Cardinal Parolin: le monde s’effrite, le Pape pour un nouvel élan de la COP28

Le Secrétaire d'État du Saint-Siège, qui se rend vendredi 1er décembre à Dubaï pour participer à la COP28, partage avec les médias du Vatican les préoccupations et les espérances du Pape face à la crise climatique, aux guerres et aux divisions qui déchirent la planète. Concernant les crises au Proche-Orient et la guerre entre la Russie et l'Ukraine, il réitère l'engagement constant du Saint-Siège en faveur de la paix.

Massimiliano Menichetti – Cité du Vatican

Le Secrétaire d'État du Saint-Siège, le cardinal Pietro Parolin, ouvrira les travaux de la délégation vaticane à la COP28, la Conférence des Nations-unies sur le changement climatique qui se tient à Dubaï. Le cardinal est attendu aux Émirats arabes unis dans la journée du 1er décembre, le jour même où François aurait du se rendre sur place, avant de devoir renoncer «avec grand regret» pour éviter une aggravation de l'inflammation pulmonaire qui l'affecte depuis plusieurs jours. 

Éminence, le Pape ne pourra pas participer à la Conférence internationale sur le climat à Dubaï comme il l'aurait souhaité. Quelles sont les attentes et les espérances de François pour la COP28?

Le Pape est conscient de la nécessité d'agir pour prendre soin de la Maison commune, de l'urgence d'adopter des positions courageuses et de donner un nouvel élan aux politiques locales et internationales afin que l'humanité ne soit pas menacée par des intérêts partisans, à courte vue, ou prédateurs. La COP28 est appelée à donner une réponse claire de la communauté politique en s'attaquant avec détermination à la crise climatique dans les délais urgents indiqués par la science. Le Saint-Père n'a pas pu se rendre à Dubaï, mais la décision de s'y rendre, la première fois pour un Pape, trouve clairement sa source dans Laudate Deum.
++++++++++++++++++++
- _BUT DE L'EXERCICE_
Citez le passage de l'entretien avec le cardinal Parolin qui commence par les mots où figure « Le Secrétaire d'État du Saint-Siège, le » et s'achève sur « depuis plusieurs jours. ». Les entrées forment un matériau à part, sans lien avec l'entretien avec le cardinal Parolin.
++++++++++++++++++++
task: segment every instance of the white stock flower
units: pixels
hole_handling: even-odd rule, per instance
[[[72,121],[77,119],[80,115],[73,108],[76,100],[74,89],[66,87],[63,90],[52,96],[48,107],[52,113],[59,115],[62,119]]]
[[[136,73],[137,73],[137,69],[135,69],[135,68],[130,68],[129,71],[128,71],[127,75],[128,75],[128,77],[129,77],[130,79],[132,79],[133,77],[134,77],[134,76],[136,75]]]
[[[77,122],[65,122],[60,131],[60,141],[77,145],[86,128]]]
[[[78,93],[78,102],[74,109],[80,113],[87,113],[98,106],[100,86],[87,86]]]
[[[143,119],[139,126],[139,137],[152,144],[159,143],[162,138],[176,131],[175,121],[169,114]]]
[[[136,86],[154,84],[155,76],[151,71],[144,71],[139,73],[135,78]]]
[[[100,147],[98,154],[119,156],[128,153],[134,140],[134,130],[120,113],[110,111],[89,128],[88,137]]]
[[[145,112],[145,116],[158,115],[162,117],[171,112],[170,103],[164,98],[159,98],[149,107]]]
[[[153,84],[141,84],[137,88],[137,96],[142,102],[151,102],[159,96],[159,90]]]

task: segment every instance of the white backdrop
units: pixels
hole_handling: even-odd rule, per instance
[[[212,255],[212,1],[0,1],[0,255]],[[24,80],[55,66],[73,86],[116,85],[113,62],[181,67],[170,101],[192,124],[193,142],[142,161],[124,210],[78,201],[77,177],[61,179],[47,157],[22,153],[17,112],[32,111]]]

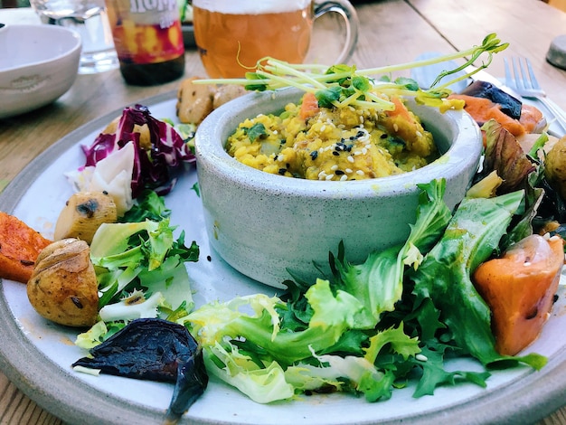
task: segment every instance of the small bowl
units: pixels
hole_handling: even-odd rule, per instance
[[[0,28],[0,118],[48,105],[75,81],[80,37],[55,25]]]
[[[196,157],[206,231],[212,247],[234,269],[276,288],[289,271],[310,282],[328,269],[341,241],[346,259],[363,262],[376,250],[403,243],[416,220],[417,184],[447,180],[445,201],[458,203],[477,169],[482,137],[464,111],[441,113],[409,102],[443,155],[419,169],[359,181],[311,181],[270,175],[224,150],[239,123],[278,113],[301,92],[251,93],[212,112],[199,127]]]

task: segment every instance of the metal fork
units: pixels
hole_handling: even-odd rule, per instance
[[[514,78],[511,74],[507,58],[504,58],[504,62],[505,67],[505,84],[514,89],[520,96],[538,100],[544,105],[552,115],[554,121],[562,129],[562,134],[565,134],[566,113],[556,103],[546,97],[546,92],[541,88],[534,76],[531,61],[527,58],[524,58],[523,61],[521,58],[511,58]]]

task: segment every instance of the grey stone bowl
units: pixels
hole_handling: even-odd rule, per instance
[[[250,93],[212,112],[195,146],[198,180],[210,243],[244,275],[276,288],[297,276],[323,277],[328,254],[344,241],[346,259],[362,262],[375,250],[402,243],[415,222],[417,184],[447,180],[445,201],[458,203],[476,171],[480,130],[463,111],[410,103],[443,154],[419,170],[348,182],[309,181],[245,165],[224,150],[238,124],[259,113],[278,113],[299,100],[295,89]]]

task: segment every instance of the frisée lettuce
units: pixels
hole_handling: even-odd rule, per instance
[[[415,397],[463,381],[486,386],[488,366],[498,361],[542,367],[538,354],[496,354],[486,307],[467,279],[522,213],[523,192],[465,199],[452,216],[444,180],[420,188],[417,221],[402,246],[353,265],[341,245],[329,279],[289,280],[282,297],[238,297],[190,313],[186,326],[208,373],[258,402],[316,391],[375,401],[411,381]],[[464,316],[478,318],[467,325]],[[449,370],[445,361],[455,355],[477,365]]]
[[[197,261],[195,241],[175,239],[170,211],[154,191],[144,191],[122,222],[102,224],[90,244],[99,282],[100,322],[80,334],[83,348],[108,339],[136,318],[182,320],[194,306],[184,263]]]

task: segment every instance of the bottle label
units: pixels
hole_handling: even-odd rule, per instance
[[[114,4],[123,6],[117,8],[112,29],[120,61],[156,63],[184,53],[176,0],[118,0]]]

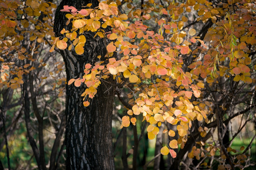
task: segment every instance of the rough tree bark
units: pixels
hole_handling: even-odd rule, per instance
[[[54,20],[54,31],[56,36],[63,36],[60,33],[63,28],[66,30],[71,28],[70,25],[66,26],[66,13],[60,11],[63,6],[72,6],[80,10],[88,3],[92,4],[92,8],[98,6],[97,0],[63,0],[61,2]],[[71,51],[61,50],[67,82],[71,78],[82,77],[86,64],[93,65],[98,60],[97,56],[101,55],[101,59],[104,59],[106,53],[104,40],[98,36],[94,38],[95,34],[91,32],[83,34],[87,42],[83,55],[77,54],[73,48]],[[68,42],[68,45],[71,43]],[[114,169],[111,137],[114,87],[110,80],[106,80],[108,83],[102,82],[97,94],[89,100],[90,104],[87,107],[83,106],[83,97],[81,96],[86,86],[66,86],[67,170]]]

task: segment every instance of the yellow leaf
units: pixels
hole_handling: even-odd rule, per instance
[[[84,102],[83,104],[85,107],[87,107],[90,104],[90,103],[88,101]]]
[[[99,3],[99,8],[101,10],[107,9],[108,8],[108,5],[104,2],[100,2]]]
[[[214,156],[215,155],[215,151],[214,151],[213,149],[212,149],[210,152],[210,154],[211,154],[211,156]]]
[[[76,80],[76,81],[75,81],[75,83],[74,83],[75,86],[76,87],[80,86],[80,85],[81,85],[81,80],[80,80],[79,79]]]
[[[136,121],[137,121],[135,118],[132,118],[131,119],[131,122],[133,124],[135,125]]]
[[[177,126],[177,130],[180,136],[184,136],[186,135],[186,130],[184,129],[184,127],[179,125]]]
[[[99,21],[94,21],[92,23],[92,26],[97,30],[100,27],[100,23]]]
[[[152,132],[148,132],[148,137],[149,137],[149,139],[150,140],[153,140],[155,138],[155,137],[156,136],[154,135]]]
[[[85,38],[85,36],[84,35],[80,35],[78,37],[78,39],[79,40],[79,43],[85,43],[86,42],[86,38]]]
[[[160,152],[162,155],[167,155],[168,153],[169,153],[169,148],[168,148],[166,146],[164,146],[161,148]]]
[[[128,69],[124,71],[123,74],[124,78],[129,78],[131,75],[131,72]]]
[[[200,87],[201,88],[204,88],[204,84],[201,82],[198,82],[196,84],[198,86]]]
[[[161,76],[166,75],[168,73],[167,69],[161,66],[157,68],[157,71],[159,75]]]
[[[240,75],[236,75],[234,77],[233,80],[236,82],[238,82],[238,81],[239,81],[240,79],[241,79],[241,77]]]
[[[84,53],[84,47],[81,44],[78,44],[75,47],[75,51],[78,55],[82,55]]]
[[[198,121],[202,121],[203,120],[203,116],[201,114],[198,114],[197,115],[197,117],[196,117],[196,119]]]
[[[139,80],[139,78],[135,75],[132,75],[129,77],[129,81],[131,83],[136,83]]]
[[[12,89],[16,89],[19,87],[19,85],[17,83],[12,83],[10,85],[10,87]]]
[[[175,110],[175,111],[174,111],[174,115],[176,117],[179,117],[182,114],[182,112],[181,111],[181,110],[178,109],[177,109]]]
[[[112,52],[115,51],[116,47],[114,45],[114,42],[111,42],[106,46],[106,50],[108,52]]]
[[[157,113],[154,116],[154,119],[155,120],[158,121],[163,122],[164,121],[163,116],[159,113]]]
[[[132,110],[129,110],[127,111],[127,114],[129,115],[132,116],[133,114],[133,112],[132,112]]]
[[[170,130],[168,132],[168,135],[171,137],[174,137],[175,136],[175,132],[172,130]]]
[[[147,132],[152,132],[153,130],[154,130],[154,126],[152,125],[149,125],[149,126],[148,127],[148,128],[147,128]]]
[[[172,149],[170,149],[169,151],[170,152],[170,153],[171,154],[171,156],[173,158],[176,158],[176,156],[177,156],[177,153],[176,153],[176,152],[175,152],[175,151],[174,151]]]
[[[86,24],[85,20],[82,19],[75,20],[73,22],[73,26],[76,28],[81,28],[84,26]]]
[[[178,148],[178,142],[177,140],[173,139],[169,143],[169,146],[171,148],[177,149]]]
[[[123,14],[120,15],[119,18],[122,20],[126,20],[128,19],[128,17],[125,14]]]
[[[141,111],[139,109],[139,106],[138,106],[137,105],[135,105],[132,106],[132,109],[133,111],[133,114],[135,115],[139,115],[140,113],[141,113]]]
[[[252,83],[252,79],[251,77],[246,76],[245,77],[244,82],[246,84],[251,84]]]
[[[237,59],[240,59],[244,57],[244,51],[241,50],[237,50],[234,52],[234,56]]]
[[[116,67],[111,66],[109,67],[109,72],[112,75],[115,75],[118,73],[118,70]]]
[[[151,132],[155,135],[157,135],[159,133],[159,128],[157,127],[154,127],[154,129]]]

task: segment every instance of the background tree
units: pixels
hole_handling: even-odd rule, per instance
[[[81,9],[82,7],[86,7],[89,3],[91,3],[92,8],[98,6],[97,0],[62,0],[55,14],[54,31],[56,35],[62,36],[62,30],[69,30],[72,27],[72,26],[66,26],[68,18],[61,11],[64,6],[71,6]],[[106,29],[105,31],[107,31]],[[76,32],[74,32],[71,36],[75,38],[77,34]],[[82,78],[85,66],[86,68],[87,66],[94,65],[96,62],[100,60],[97,58],[98,56],[102,56],[100,60],[104,61],[104,56],[106,54],[106,43],[109,42],[107,40],[102,39],[99,37],[94,37],[95,33],[92,32],[80,34],[79,43],[80,45],[83,44],[84,49],[82,52],[77,53],[77,50],[74,48],[71,50],[67,49],[61,51],[65,63],[68,81],[72,78]],[[63,41],[60,40],[57,43]],[[71,41],[67,42],[69,46],[72,43]],[[95,97],[87,99],[91,103],[87,107],[84,106],[83,97],[81,96],[87,88],[85,85],[80,86],[75,83],[75,85],[66,86],[67,169],[114,168],[111,140],[114,86],[110,80],[106,80],[100,86]],[[81,82],[77,83],[81,84]],[[88,96],[85,98],[88,99]]]

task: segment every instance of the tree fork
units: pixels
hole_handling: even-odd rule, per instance
[[[66,26],[66,13],[61,12],[64,5],[72,6],[78,10],[92,3],[93,8],[98,6],[97,0],[63,0],[61,2],[55,14],[54,31],[56,36],[62,36],[60,33],[63,28],[71,29]],[[109,30],[110,31],[110,30]],[[93,65],[99,60],[101,55],[104,60],[106,54],[106,42],[95,33],[83,33],[86,38],[85,51],[83,55],[76,54],[74,48],[61,50],[66,66],[67,81],[71,78],[81,77],[87,63]],[[67,42],[70,45],[71,42]],[[109,82],[111,77],[106,80]],[[86,86],[79,87],[73,84],[66,85],[66,135],[67,170],[114,170],[114,162],[111,136],[111,123],[114,88],[110,83],[104,83],[97,89],[93,99],[89,99],[89,106],[83,104],[81,94]]]

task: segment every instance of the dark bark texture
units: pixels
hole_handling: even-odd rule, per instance
[[[64,5],[72,6],[78,10],[88,3],[91,8],[98,6],[97,0],[63,0],[55,14],[54,30],[56,36],[63,28],[70,30],[66,26],[66,12],[61,12]],[[61,50],[66,65],[67,81],[71,78],[82,77],[87,63],[93,65],[98,61],[98,55],[104,60],[106,53],[106,42],[108,40],[94,38],[95,33],[83,33],[86,38],[85,52],[82,55],[76,53],[74,48],[70,51]],[[72,43],[68,42],[68,45]],[[85,107],[81,94],[86,86],[84,85],[76,87],[73,85],[66,86],[66,146],[67,170],[113,170],[114,156],[111,136],[111,122],[113,103],[114,87],[109,78],[97,89],[93,99],[89,99],[90,104]],[[113,81],[113,80],[112,80]]]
++++++++++++++++++++
- _RÉPONSE COMPLÈTE_
Le Secrétaire d'État du Saint-Siège, le cardinal Pietro Parolin, ouvrira les travaux de la délégation vaticane à la COP28, la Conférence des Nations-unies sur le changement climatique qui se tient à Dubaï. Le cardinal est attendu aux Émirats arabes unis dans la journée du 1er décembre, le jour même où François aurait du se rendre sur place, avant de devoir renoncer «avec grand regret» pour éviter une aggravation de l'inflammation pulmonaire qui l'affecte depuis plusieurs jours.